- _Exercise details_:
Transcribe every line below exactly; no image goes into the output.

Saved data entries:

####

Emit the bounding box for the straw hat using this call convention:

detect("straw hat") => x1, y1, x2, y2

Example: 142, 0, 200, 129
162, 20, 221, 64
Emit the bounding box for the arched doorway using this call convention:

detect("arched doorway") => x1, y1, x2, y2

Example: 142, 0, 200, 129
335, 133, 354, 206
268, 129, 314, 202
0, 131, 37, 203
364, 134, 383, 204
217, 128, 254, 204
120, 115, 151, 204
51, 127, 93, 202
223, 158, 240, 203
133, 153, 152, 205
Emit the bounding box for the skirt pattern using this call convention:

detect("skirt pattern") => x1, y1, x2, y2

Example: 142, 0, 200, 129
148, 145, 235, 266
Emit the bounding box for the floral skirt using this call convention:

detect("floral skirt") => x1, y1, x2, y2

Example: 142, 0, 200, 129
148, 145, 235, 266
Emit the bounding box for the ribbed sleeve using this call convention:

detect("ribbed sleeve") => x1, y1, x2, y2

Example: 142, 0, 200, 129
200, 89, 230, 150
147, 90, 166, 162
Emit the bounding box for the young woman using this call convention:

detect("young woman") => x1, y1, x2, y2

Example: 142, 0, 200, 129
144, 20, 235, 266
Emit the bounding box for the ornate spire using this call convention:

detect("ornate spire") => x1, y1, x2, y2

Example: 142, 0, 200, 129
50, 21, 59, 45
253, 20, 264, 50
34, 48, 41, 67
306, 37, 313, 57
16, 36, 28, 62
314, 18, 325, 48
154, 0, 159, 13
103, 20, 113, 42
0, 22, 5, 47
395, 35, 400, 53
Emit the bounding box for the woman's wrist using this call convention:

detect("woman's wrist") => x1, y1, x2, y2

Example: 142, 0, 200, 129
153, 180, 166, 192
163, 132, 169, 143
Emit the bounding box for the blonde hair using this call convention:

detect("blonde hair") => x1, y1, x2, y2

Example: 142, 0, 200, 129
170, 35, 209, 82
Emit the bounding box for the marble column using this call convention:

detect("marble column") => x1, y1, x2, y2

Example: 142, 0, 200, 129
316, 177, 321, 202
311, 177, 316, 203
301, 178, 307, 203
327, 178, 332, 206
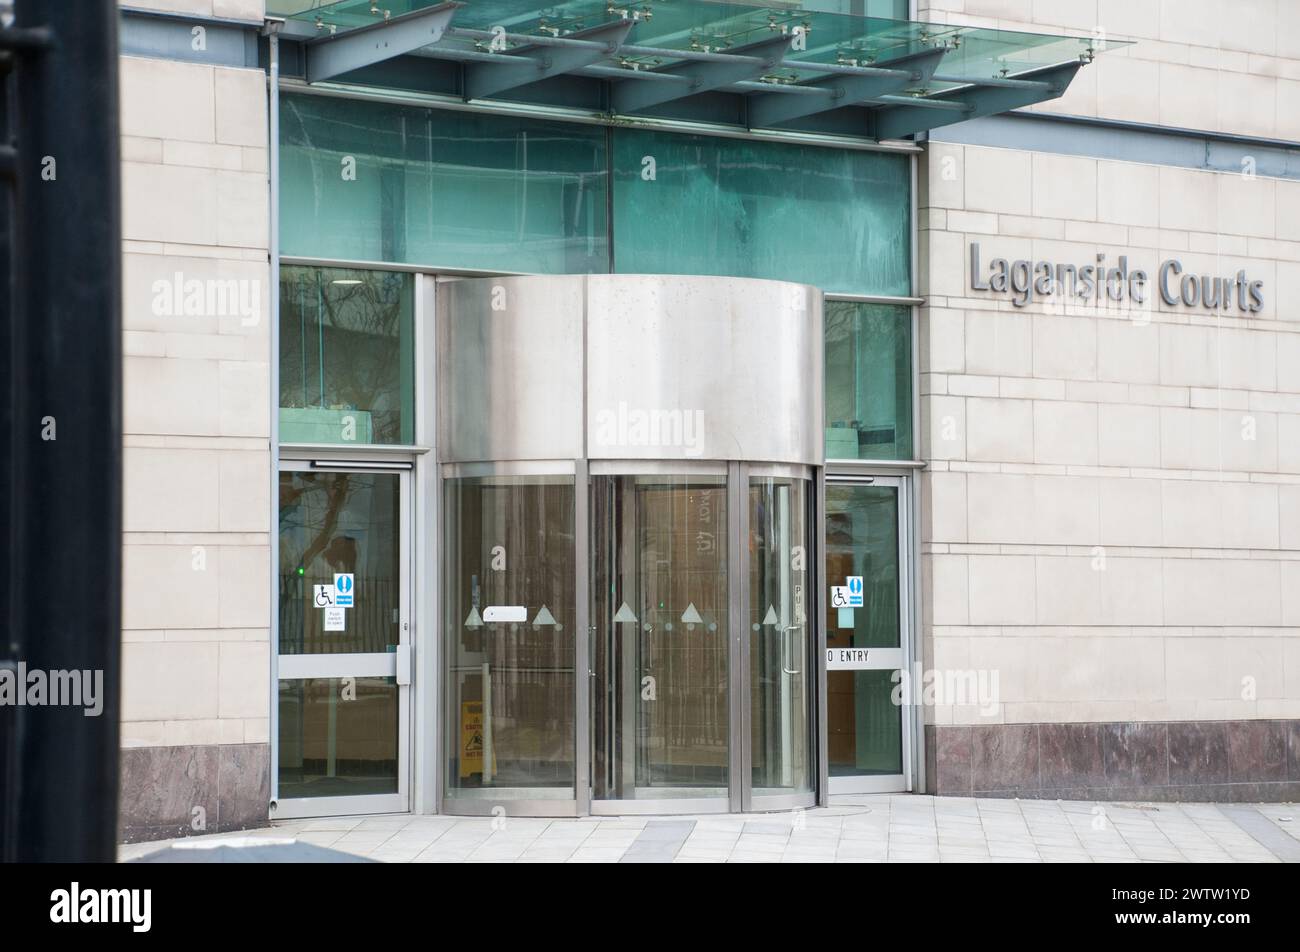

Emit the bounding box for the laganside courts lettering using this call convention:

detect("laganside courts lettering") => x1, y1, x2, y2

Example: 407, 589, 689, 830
969, 242, 1264, 312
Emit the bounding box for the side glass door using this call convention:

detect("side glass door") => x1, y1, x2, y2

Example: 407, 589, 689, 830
825, 475, 909, 793
274, 463, 411, 817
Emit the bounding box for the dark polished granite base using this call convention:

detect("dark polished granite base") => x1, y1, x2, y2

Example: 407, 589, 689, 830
119, 743, 270, 843
925, 719, 1300, 802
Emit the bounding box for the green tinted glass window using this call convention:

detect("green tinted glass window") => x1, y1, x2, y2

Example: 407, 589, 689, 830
281, 95, 609, 273
612, 128, 909, 296
825, 301, 912, 460
279, 266, 414, 445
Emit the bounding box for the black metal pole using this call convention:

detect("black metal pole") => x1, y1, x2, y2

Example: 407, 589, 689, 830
1, 0, 122, 862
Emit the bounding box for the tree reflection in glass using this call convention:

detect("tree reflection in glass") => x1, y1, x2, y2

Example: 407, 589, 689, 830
279, 266, 414, 446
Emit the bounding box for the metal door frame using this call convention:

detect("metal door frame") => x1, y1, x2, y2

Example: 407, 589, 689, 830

####

- _Answer box_:
Emit the bounding box for the straw hat using this call convention:

detect("straw hat") => x1, y1, x2, y2

Example: 142, 0, 200, 129
162, 20, 221, 64
Emit the bounding box for the arched doorway using this call convention:

detect("arched doorway") => x1, y1, x2, y2

Example: 142, 0, 200, 129
335, 133, 354, 206
268, 129, 314, 202
0, 131, 37, 203
364, 134, 383, 204
217, 128, 254, 204
120, 115, 151, 204
51, 127, 93, 202
223, 158, 240, 203
133, 153, 152, 205
Emit the bounding box for the skirt pattern using this call convention:

detect("skirt pattern") => x1, y1, x2, y2

Example: 142, 0, 200, 129
148, 145, 235, 266
Emit the bounding box for the floral skirt using this call convention:

detect("floral skirt") => x1, y1, x2, y2

Example: 142, 0, 200, 129
148, 145, 235, 266
Emit the bounding box for the ribbed sleeve using this call convention:

detect("ribbed sleeve") => x1, y1, x2, y2

Example: 142, 0, 200, 129
200, 89, 230, 150
147, 90, 166, 162
Emit the bounding box for the young woman using this call convention:

detect("young woman") => x1, y1, x2, y2

Example: 142, 0, 200, 129
144, 20, 235, 266
Emit the bounding box for the ornate spire using this call convention:

detect("ornate spire") => x1, y1, x2, y2

Example: 142, 0, 200, 129
50, 21, 59, 45
253, 20, 264, 50
34, 48, 41, 67
306, 37, 313, 57
16, 36, 28, 62
314, 18, 325, 48
154, 0, 159, 13
103, 20, 113, 42
0, 22, 5, 47
395, 35, 400, 53
Emit the bounding box for the woman's wrist using this call convention:

detect("woman's wrist") => x1, y1, x2, y2

Example: 142, 0, 200, 129
153, 180, 166, 192
163, 132, 169, 143
Emit the bounding box for the blonde hair using this call convention:

detect("blonde hair") => x1, y1, x2, y2

Example: 142, 0, 200, 129
170, 35, 209, 82
Emit the bounding box for the marble column using this call convention:

detect("marble column") => x1, y1, x2, y2

Example: 142, 0, 200, 129
316, 177, 321, 202
311, 177, 316, 203
301, 178, 307, 203
327, 178, 332, 206

Emit the bounding box for the laganside courts lettering using this call convention:

detect("laganside courts lettering") => x1, y1, x2, y2

Example: 407, 589, 689, 830
969, 242, 1264, 312
Emit the bounding box for the side glass door using this call convention:

detect("side glass door") => x1, y1, x2, y2

Example: 407, 589, 689, 830
825, 475, 909, 793
274, 463, 411, 817
Emit the bounding box for the dark polished granite base using this call convention:

detect("dark polished granite base") => x1, y1, x2, y2

Example: 407, 589, 689, 830
119, 743, 270, 843
925, 719, 1300, 802
Emit the bounding box for the green tinted glass window using this call convention:

detect("green tinted glass window") => x1, y1, x2, y2

Example: 407, 589, 689, 830
281, 95, 609, 273
612, 128, 909, 296
825, 301, 912, 460
279, 266, 414, 445
Emit the bounding box for the black metal pole using this call convention:

detect("black metal pole") => x1, y1, x2, y2

Example: 407, 589, 689, 830
1, 0, 122, 862
Emit the bounding box for the tree reflection in glass using this call convention:

detect("tree reflection in glass") => x1, y1, x2, y2

Example: 407, 589, 689, 830
279, 266, 414, 446
Emit the bounding box for the metal door frame using this call convention:

detect("metal door frame") => x1, y1, x2, y2

Example: 407, 589, 689, 830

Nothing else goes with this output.